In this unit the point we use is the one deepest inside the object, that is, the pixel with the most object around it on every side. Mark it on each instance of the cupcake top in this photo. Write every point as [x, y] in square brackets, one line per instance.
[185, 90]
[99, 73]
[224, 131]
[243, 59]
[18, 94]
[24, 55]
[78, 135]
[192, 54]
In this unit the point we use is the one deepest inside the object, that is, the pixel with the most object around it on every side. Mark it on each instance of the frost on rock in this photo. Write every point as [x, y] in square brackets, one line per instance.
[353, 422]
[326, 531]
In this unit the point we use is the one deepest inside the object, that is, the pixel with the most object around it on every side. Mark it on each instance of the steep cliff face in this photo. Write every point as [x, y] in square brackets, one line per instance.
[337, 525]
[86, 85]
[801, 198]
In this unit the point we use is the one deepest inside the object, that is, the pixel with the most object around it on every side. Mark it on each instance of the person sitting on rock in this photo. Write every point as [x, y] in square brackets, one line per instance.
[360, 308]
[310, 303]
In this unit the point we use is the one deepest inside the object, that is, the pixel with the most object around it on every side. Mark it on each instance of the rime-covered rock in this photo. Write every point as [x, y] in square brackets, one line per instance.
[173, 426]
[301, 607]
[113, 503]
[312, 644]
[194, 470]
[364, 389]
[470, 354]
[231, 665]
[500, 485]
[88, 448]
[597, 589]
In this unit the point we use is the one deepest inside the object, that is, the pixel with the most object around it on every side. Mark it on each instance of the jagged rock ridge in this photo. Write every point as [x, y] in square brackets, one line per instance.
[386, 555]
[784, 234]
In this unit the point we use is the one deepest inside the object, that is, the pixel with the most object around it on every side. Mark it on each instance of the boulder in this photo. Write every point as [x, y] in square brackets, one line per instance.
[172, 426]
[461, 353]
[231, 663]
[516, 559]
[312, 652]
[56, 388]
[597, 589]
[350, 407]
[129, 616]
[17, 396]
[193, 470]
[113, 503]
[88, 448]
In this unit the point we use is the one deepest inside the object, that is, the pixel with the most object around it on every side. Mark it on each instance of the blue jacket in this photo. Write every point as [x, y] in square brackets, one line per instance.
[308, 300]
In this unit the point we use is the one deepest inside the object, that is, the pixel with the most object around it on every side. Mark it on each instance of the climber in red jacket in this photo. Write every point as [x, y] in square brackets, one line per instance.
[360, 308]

* * *

• _Task to carry out_: Put every line from the one containing "of the climber" through the end of the rows into a JSON list of strings, one string per line, with blank lines left out.

• _Problem solution_:
[
  "In this unit the point we use is the one deepest inside the object, that is, the pixel with the most object around it on every side. Mark it on each instance of the climber in red jacket in this photo. Write every point as [x, y] in square brackets, one line per instance.",
  "[360, 308]"
]